- BRIEF 1 -
Retype the blog post on Judge Block's securities fraud sentences word for word.
----- SELECTED EXCERPT -----
New York Federal Criminal Practice Blog
August 15, 2008

EDNY Judge Block Imposes 60-month Sentences in Securities Fraud Case Instead of Guideline Sentences of 360 months to Life

Rejecting the “patently absurd” and “draconian” sentences of 360 months to life dictated by the Guidelines in a securities fraud case, and holding that sentences in white collar cases should not be “a black stain on common sense,” EDNY Judge Block imposed instead sentences of 60 months each on two brothers convicted of a classic pump and dump scheme.  Although the defendants in United States v. Parris, 05-cr-636 (FB) (E.D.N.Y. August 14, 2008), were “deserving of the punishment [he had] meted out,” Judge Block found their crimes “were not of the same character and magnitude as the securities-fraud prosecutions of those who have been responsible for wreaking unimaginable losses on major corporations and, in particular, on their companies’ employees and stockholders, many of whom lost their pensions and were financially ruined.” 

The case is remarkable not just for the extent of the variance from the applicable guideline sentence and its reasoning (essentially, that the guideline sentence was simply too much), but also because the prosecutors evidently agreed with him and assisted in a “collaborative effort” to ameliorate the Guidelines’ effect.


Convicted of securities fraud and witness tampering after trial, the Parris brothers faced an adjusted offense level of 42, as a result of a “piling on” of adjustments, including adjustments for loss, number of victims, sophisticated means, director status, managerial role and obstruction.  Finding each adjustment justified as a matter of pure Guidelines calculation, and also finding that there was no basis for a traditional downward departure, the judge nonetheless concluded that a Guidelines sentence would be “draconian” and therefore inappropriate to use as the “initial benchmark” in determining the sentences he would impose.  Accordingly, he turned to the parties for alternative means of “realistic guidance.”
----- STORED DATA -----
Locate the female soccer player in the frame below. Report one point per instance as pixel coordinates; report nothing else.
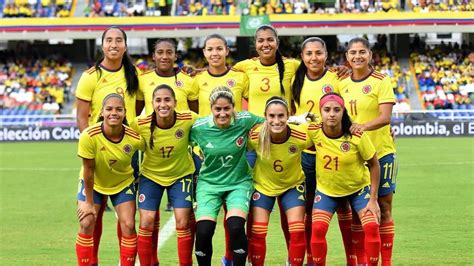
(342, 175)
(278, 174)
(167, 164)
(164, 56)
(218, 74)
(106, 149)
(114, 72)
(225, 174)
(369, 99)
(312, 80)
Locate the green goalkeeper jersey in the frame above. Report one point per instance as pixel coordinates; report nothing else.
(225, 164)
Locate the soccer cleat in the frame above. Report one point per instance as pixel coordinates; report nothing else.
(226, 262)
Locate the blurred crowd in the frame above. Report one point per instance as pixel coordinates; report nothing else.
(27, 83)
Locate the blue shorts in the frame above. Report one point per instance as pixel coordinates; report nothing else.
(291, 198)
(129, 193)
(327, 203)
(251, 158)
(150, 193)
(308, 163)
(388, 174)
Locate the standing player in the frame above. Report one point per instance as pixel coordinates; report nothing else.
(218, 74)
(224, 176)
(342, 175)
(278, 174)
(106, 149)
(164, 56)
(167, 164)
(369, 100)
(312, 80)
(114, 72)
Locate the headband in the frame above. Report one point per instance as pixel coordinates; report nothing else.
(276, 101)
(331, 97)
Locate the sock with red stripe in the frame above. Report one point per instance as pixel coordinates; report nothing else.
(98, 233)
(358, 240)
(154, 240)
(387, 233)
(319, 245)
(345, 220)
(284, 224)
(297, 243)
(84, 249)
(128, 250)
(144, 246)
(185, 246)
(258, 244)
(372, 239)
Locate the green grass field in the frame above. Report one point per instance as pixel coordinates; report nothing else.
(433, 208)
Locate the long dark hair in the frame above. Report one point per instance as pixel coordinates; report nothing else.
(346, 120)
(130, 71)
(278, 56)
(302, 69)
(104, 101)
(153, 123)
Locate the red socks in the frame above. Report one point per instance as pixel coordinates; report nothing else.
(372, 238)
(319, 245)
(144, 246)
(185, 246)
(258, 244)
(387, 233)
(128, 250)
(297, 248)
(345, 220)
(84, 249)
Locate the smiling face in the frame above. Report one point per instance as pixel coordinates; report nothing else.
(359, 56)
(164, 56)
(276, 115)
(266, 44)
(215, 52)
(331, 113)
(113, 112)
(114, 45)
(314, 57)
(222, 110)
(164, 103)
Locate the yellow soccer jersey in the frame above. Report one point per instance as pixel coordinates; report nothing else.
(264, 82)
(362, 99)
(113, 160)
(282, 170)
(340, 163)
(204, 82)
(181, 84)
(94, 89)
(170, 159)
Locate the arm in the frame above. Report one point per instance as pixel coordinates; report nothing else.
(88, 207)
(82, 114)
(385, 114)
(373, 205)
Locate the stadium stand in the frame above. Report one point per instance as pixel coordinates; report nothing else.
(444, 77)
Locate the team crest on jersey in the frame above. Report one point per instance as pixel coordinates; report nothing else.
-----
- BRIEF 2 -
Convert the lines of the entries into a Markdown table with the columns Row and Entry line. Start with the line containing "Locate the smiling", go on through the final line of the entries, include only those lines, number each row, and leave out blank lines.

- COMPLETE RESPONSE 1 -
New York Federal Criminal Practice Blog
August 15, 2008

EDNY Judge Block Imposes 60-month Sentences in Securities Fraud Case Instead of Guideline Sentences of 360 months to Life

Rejecting the “patently absurd” and “draconian” sentences of 360 months to life dictated by the Guidelines in a securities fraud case, and holding that sentences in white collar cases should not be “a black stain on common sense,” EDNY Judge Block imposed instead sentences of 60 months each on two brothers convicted of a classic pump and dump scheme.  Although the defendants in United States v. Parris, 05-cr-636 (FB) (E.D.N.Y. August 14, 2008), were “deserving of the punishment [he had] meted out,” Judge Block found their crimes “were not of the same character and magnitude as the securities-fraud prosecutions of those who have been responsible for wreaking unimaginable losses on major corporations and, in particular, on their companies’ employees and stockholders, many of whom lost their pensions and were financially ruined.” 

The case is remarkable not just for the extent of the variance from the applicable guideline sentence and its reasoning (essentially, that the guideline sentence was simply too much), but also because the prosecutors evidently agreed with him and assisted in a “collaborative effort” to ameliorate the Guidelines’ effect.


Convicted of securities fraud and witness tampering after trial, the Parris brothers faced an adjusted offense level of 42, as a result of a “piling on” of adjustments, including adjustments for loss, number of victims, sophisticated means, director status, managerial role and obstruction.  Finding each adjustment justified as a matter of pure Guidelines calculation, and also finding that there was no basis for a traditional downward departure, the judge nonetheless concluded that a Guidelines sentence would be “draconian” and therefore inappropriate to use as the “initial benchmark” in determining the sentences he would impose.  Accordingly, he turned to the parties for alternative means of “realistic guidance.”

- COMPLETE RESPONSE 2 -
| Row | Entry line |
|---|---|
| 1 | Locate the smiling face in the frame above. Report one point per instance as pixel coordinates; report nothing else. |
| 2 | (359, 56) |
| 3 | (164, 56) |
| 4 | (276, 115) |
| 5 | (266, 44) |
| 6 | (215, 52) |
| 7 | (331, 113) |
| 8 | (113, 112) |
| 9 | (114, 45) |
| 10 | (314, 57) |
| 11 | (222, 110) |
| 12 | (164, 103) |
| 13 | Locate the yellow soccer jersey in the frame above. Report one point per instance as pixel coordinates; report nothing else. |
| 14 | (264, 82) |
| 15 | (362, 99) |
| 16 | (113, 160) |
| 17 | (282, 170) |
| 18 | (340, 163) |
| 19 | (204, 82) |
| 20 | (181, 84) |
| 21 | (94, 89) |
| 22 | (170, 159) |
| 23 | Locate the arm in the frame above. Report one point per instance as pixel coordinates; report nothing else. |
| 24 | (88, 207) |
| 25 | (82, 114) |
| 26 | (385, 114) |
| 27 | (373, 205) |
| 28 | Locate the stadium stand in the frame above. Report one point per instance as pixel coordinates; report nothing else. |
| 29 | (444, 77) |
| 30 | Locate the team crest on jersey in the frame above. Report one point per instance as pixel coordinates; report nothing else. |